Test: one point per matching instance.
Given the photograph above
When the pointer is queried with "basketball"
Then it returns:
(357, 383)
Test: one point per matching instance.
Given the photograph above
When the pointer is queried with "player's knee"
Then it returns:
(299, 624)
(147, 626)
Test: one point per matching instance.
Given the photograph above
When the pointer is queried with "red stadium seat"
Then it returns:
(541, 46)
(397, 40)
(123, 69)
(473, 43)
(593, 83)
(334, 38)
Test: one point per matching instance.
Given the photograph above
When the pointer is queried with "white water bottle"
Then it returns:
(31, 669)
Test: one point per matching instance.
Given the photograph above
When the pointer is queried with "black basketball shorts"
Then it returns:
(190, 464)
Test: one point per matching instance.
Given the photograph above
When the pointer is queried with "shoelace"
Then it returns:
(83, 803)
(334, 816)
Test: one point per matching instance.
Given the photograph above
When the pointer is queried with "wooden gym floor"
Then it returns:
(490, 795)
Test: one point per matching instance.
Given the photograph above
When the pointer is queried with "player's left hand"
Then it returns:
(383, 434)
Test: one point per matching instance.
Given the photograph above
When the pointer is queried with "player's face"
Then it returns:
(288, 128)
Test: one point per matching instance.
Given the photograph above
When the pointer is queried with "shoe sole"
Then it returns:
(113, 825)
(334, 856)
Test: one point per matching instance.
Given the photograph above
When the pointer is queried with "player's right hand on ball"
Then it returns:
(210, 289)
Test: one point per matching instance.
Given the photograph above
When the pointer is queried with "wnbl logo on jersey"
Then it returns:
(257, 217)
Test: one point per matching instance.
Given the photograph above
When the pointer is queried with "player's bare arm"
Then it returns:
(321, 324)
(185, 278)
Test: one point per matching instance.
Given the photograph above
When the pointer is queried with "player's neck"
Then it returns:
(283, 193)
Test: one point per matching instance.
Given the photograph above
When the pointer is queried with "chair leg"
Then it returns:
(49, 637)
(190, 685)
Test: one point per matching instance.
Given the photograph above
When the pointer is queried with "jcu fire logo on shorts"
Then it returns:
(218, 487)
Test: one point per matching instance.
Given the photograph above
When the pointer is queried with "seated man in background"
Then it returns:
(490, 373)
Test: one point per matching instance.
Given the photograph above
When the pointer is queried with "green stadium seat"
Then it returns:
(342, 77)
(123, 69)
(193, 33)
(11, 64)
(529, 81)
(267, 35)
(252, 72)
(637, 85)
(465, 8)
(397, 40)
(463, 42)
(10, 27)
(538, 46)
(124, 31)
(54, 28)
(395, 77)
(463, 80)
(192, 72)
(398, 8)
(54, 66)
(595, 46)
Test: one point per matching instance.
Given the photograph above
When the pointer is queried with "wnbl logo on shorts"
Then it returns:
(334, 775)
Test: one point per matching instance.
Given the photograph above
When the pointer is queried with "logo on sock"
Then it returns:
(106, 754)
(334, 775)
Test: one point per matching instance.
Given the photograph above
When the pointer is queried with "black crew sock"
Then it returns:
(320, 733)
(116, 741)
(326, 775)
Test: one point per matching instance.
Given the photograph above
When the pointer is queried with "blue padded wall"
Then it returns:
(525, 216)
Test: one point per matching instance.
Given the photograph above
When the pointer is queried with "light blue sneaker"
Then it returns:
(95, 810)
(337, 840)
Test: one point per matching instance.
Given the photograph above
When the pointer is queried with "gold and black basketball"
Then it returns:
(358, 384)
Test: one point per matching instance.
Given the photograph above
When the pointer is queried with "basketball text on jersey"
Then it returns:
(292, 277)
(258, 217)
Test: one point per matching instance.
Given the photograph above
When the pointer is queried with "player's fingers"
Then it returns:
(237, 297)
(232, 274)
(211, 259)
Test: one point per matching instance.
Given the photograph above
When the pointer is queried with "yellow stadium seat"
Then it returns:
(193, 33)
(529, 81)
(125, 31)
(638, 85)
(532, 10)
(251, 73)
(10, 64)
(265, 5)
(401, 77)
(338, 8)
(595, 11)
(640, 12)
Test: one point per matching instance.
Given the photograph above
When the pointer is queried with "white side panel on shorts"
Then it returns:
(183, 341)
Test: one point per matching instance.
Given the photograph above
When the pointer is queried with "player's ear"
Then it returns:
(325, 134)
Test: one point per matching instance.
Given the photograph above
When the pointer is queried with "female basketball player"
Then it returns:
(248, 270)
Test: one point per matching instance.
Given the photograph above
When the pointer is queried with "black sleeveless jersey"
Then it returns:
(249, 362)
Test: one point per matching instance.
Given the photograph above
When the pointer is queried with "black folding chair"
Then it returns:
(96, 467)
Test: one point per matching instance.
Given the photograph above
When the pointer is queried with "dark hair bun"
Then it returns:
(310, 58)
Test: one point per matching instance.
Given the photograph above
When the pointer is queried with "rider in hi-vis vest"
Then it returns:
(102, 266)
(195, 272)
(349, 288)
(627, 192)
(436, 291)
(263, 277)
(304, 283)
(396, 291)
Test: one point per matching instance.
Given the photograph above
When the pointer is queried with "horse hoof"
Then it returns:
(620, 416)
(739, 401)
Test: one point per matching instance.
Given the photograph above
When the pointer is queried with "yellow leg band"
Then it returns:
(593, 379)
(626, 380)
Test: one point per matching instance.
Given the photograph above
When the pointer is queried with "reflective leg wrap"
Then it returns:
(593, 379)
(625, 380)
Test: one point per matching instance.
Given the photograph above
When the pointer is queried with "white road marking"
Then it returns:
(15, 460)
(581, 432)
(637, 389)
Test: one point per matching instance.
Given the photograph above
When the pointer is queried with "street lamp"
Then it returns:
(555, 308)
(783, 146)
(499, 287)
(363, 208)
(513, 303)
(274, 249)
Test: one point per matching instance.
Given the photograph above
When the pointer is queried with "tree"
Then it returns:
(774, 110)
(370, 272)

▶ **WHAT YOU WILL DO**:
Exactly as they appear above, return all of the records.

▶ **ANSWER TO THIS PROBLEM**:
Test: one point per matching instance.
Given the photograph above
When the pointer is queried with "basketball"
Then it returns:
(357, 383)
Test: one point per matching instance.
Given the photograph above
When the pointer is queried with "player's knee"
Then it returns:
(299, 624)
(147, 626)
Test: one point per matching instance.
Given the photograph above
When the pointer is queried with "red stadium seat"
Then it returns:
(541, 46)
(397, 40)
(123, 69)
(473, 43)
(593, 83)
(334, 38)
Test: one point per matching instance.
Given the photograph above
When the pointer is queried with "white water bottle"
Then it returns:
(31, 669)
Test: one point per matching instance.
Given the photograph above
When the pointer is queried with "black basketball shorts"
Then it returns:
(190, 464)
Test: one point per matching instance.
Given the photograph above
When the pointer is queried with "shoelace"
Then it returns:
(83, 803)
(334, 816)
Test: one point per matching instance.
Given the photograph above
When the pointer is queried with "wooden gym floor"
Then it returns:
(490, 795)
Test: one point per matching instance.
Given the photograph above
When the pointer is queried with "player's left hand"
Then it returns:
(383, 434)
Test: one point per matching instance.
Given the photograph above
When the pointer is queried with "player's face"
Then it returns:
(288, 128)
Test: one point per matching instance.
Given the photograph above
When the pointer is queried with "shoe sole"
Then it returns:
(113, 825)
(334, 856)
Test: one point per matching instance.
Given the photograph above
When the pointer is queried with "player's right hand on ball"
Then it returns:
(210, 289)
Test: one point per matching instance.
Given the photograph above
When the pointer is queried with "wnbl logo on jersey"
Then it returns:
(257, 217)
Test: one point per matching instance.
Given the photograph above
When the pointer is queried with "player's bare arm"
Then it returns:
(321, 324)
(185, 278)
Test: one point per matching instance.
Given the photograph above
When the pointer is queried with "player's neck"
Then it returns:
(283, 193)
Test: one point per matching instance.
Given the photograph above
When the pointer is queried with "chair leg"
Then it returns:
(49, 637)
(190, 685)
Test: one point per matching instance.
Given the photograph above
When the pointer is queried with "jcu fire logo on shorts"
Then it returns:
(218, 487)
Test: one point per matching instance.
Given the photograph above
When the pointer is queried with "seated man in background"
Then it returns:
(490, 373)
Test: one point per matching instance.
Given the photograph above
When the pointer is queried with "green stadium seat"
Then it returns:
(342, 77)
(123, 69)
(193, 33)
(11, 64)
(529, 81)
(267, 35)
(252, 72)
(637, 85)
(465, 8)
(397, 40)
(463, 42)
(10, 27)
(538, 46)
(124, 31)
(54, 28)
(395, 77)
(463, 80)
(192, 72)
(398, 8)
(54, 66)
(595, 46)
Test: one point per matching instance.
Given the photograph above
When the pointer is queried with "wnbl logo on shorts"
Then it returns:
(334, 775)
Test: one point per matching instance.
Given the photograph above
When the pointer is queried with "logo on sock"
Then it returns:
(106, 754)
(334, 775)
Test: one point per matching instance.
Given the photograph above
When the pointer is queried with "black crew sock"
Then it returns:
(320, 733)
(116, 741)
(326, 775)
Test: one point per matching instance.
Given the photograph above
When the pointer is queried with "blue padded wall"
Then it returns:
(525, 216)
Test: one point per matching instance.
Given the photograph above
When the pointer is queried with "light blue sneaker"
Then it returns:
(95, 810)
(337, 840)
Test: one point per matching instance.
Given the photograph above
When the pointer is queried with "gold and black basketball"
Then it returns:
(358, 384)
Test: one point per matching instance.
Given the photograph above
When the pointer is queried with "basketball text on jersey"
Then it returns:
(292, 277)
(258, 217)
Test: one point per matching instance.
Given the photograph above
When the pointer is queried with "player's fingers"
Then it returns:
(237, 297)
(232, 274)
(211, 259)
Test: one point per matching instance.
Given the photograph above
When the pointer is queried with "yellow stadium seat"
Then it returns:
(193, 33)
(529, 81)
(125, 31)
(638, 85)
(532, 10)
(251, 73)
(10, 64)
(265, 5)
(401, 77)
(338, 8)
(595, 11)
(640, 12)
Test: one point per matching instance.
Given the photograph above
When the pointer is queried with "white side panel on shorts"
Then it returns:
(183, 341)
Test: one point per matching instance.
Given the photograph above
When the pointer is queried with "player's ear"
Then it returns:
(325, 134)
Test: one point per matching instance.
Given the photograph above
When the pointer is queried with "female basketball player"
Then it returns:
(248, 270)
Test: one point per matching instance.
Given the photograph above
When the pointer is queried with "black sleeveless jersey"
Then it returns:
(249, 362)
Test: one point per matching instance.
Given the photograph above
When the pointer is queried with "black folding chair"
Then it returns:
(96, 467)
Test: one point per matching instance.
Given the photograph above
When the pointer is queried with "dark hair bun"
Then it returns:
(310, 58)
Test: one point per matching instance.
Given the photograph above
When the pointer is queried with "rider in hi-vis vest"
Then it returns:
(102, 266)
(195, 272)
(349, 288)
(627, 192)
(436, 291)
(263, 277)
(304, 283)
(396, 291)
Test: one point per matching instance.
Given the photograph above
When the pointer is queried with "horse hoof"
Then it returns:
(620, 416)
(739, 401)
Test: one point per matching instance.
Given the photograph above
When the pointer is queried with "yellow leg band"
Then it returns:
(593, 379)
(626, 380)
Test: one point per matching instance.
Given the photograph above
When the pointer is queried with "reflective leg wrap"
Then it returns:
(593, 379)
(625, 380)
Test: one point per matching instance.
Given the photograph above
When the pointer is queried with "white road marking"
Then it returns:
(15, 460)
(581, 432)
(637, 389)
Test: one point per matching instance.
Given the photograph above
When the pointer is queried with "street lamp"
Then it returns:
(555, 308)
(783, 146)
(499, 287)
(363, 208)
(513, 303)
(274, 249)
Test: one point per matching instance.
Given the photograph above
When the pointer is queried with "tree"
Then it returns:
(774, 110)
(370, 272)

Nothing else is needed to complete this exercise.